**QUELLENAUSZUG:**
-.-.-
Strom

Zahl der Stromsperren im Corona-Jahr 2020 stark gesunken

Wer seine Strom- oder Gasrechnung nicht bezahlt und auf Mahnungen nicht reagiert, dem kann der Versorger den Anschluss sperren. Im Corona-Jahr 2020 haben die Lieferanten weniger oft zu diesem drastischen Mittel gegriffen. Das hat verschiedene Ursachen.
16.09.2021

Die Zahl der Sperren ist bereits in den Jahren vor Corona gesunken. Im Jahr 2014 hatte es noch fast 352.000 Verbraucher getroffen, 2019 waren es 289.000.

Die Energieversorger haben im vergangenen Jahr rund 230.000 Verbrauchern in Deutschland wegen unbezahlter Rechnungen den Strom abgestellt. Das sind fast 20 Prozent weniger Stromsperren als 2019, wie aus Zahlen für den neuen Monitoringbericht von Bundesnetzagentur und Bundeskartellamt hervorgeht, die der Deutschen Presse-Agentur vorliegen. Die Gaszufuhr wurde 24.000 Haushalten gesperrt, das waren gut 22 Prozent weniger als im Vorjahr.
-.-.-
**GESPEICHERTE DATEN:**

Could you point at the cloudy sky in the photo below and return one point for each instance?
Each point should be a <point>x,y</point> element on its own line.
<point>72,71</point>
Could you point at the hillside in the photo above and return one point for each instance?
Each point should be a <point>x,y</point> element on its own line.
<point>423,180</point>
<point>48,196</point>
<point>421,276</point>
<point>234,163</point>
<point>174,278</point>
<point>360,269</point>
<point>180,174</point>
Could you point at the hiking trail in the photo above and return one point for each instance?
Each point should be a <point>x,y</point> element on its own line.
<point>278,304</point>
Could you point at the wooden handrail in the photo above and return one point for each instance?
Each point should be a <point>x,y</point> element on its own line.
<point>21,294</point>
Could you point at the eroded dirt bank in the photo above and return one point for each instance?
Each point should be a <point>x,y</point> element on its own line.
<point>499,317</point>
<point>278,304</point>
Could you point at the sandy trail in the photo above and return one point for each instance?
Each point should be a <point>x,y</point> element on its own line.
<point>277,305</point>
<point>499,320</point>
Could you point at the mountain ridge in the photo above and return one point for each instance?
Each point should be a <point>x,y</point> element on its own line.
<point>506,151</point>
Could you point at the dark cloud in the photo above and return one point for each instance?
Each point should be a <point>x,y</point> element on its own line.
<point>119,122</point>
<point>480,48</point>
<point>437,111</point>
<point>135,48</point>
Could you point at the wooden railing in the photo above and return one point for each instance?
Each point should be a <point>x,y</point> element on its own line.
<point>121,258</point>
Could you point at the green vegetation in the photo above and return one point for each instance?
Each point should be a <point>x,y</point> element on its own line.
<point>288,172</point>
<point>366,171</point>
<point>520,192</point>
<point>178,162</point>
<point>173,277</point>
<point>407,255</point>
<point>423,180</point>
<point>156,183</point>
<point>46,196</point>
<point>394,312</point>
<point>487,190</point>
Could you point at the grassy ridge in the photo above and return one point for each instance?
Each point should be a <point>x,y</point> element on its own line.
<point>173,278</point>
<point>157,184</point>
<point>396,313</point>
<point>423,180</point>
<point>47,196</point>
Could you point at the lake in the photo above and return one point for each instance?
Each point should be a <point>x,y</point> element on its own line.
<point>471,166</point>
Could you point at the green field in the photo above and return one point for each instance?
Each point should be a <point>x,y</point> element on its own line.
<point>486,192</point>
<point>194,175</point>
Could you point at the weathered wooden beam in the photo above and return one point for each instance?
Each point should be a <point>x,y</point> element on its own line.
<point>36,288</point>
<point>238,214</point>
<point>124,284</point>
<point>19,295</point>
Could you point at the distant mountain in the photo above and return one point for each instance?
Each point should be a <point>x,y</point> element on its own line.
-.-.-
**ARBEITSAUFTRAG 1:**
Wie vielen Haushalten wurde im Jahr 2020 laut dem Quellenauszug die Gaszufuhr gesperrt?
**ARBEITSAUFTRAG 2:**
Gib den Quellenauszug von „Wer seine Strom- oder“ bis „hat verschiedene Ursachen.“ wörtlich wieder.

**ANTWORT 1:**
24.000 Haushalten.

**ANTWORT 2:**
Wer seine Strom- oder Gasrechnung nicht bezahlt und auf Mahnungen nicht reagiert, dem kann der Versorger den Anschluss sperren. Im Corona-Jahr 2020 haben die Lieferanten weniger oft zu diesem drastischen Mittel gegriffen. Das hat verschiedene Ursachen.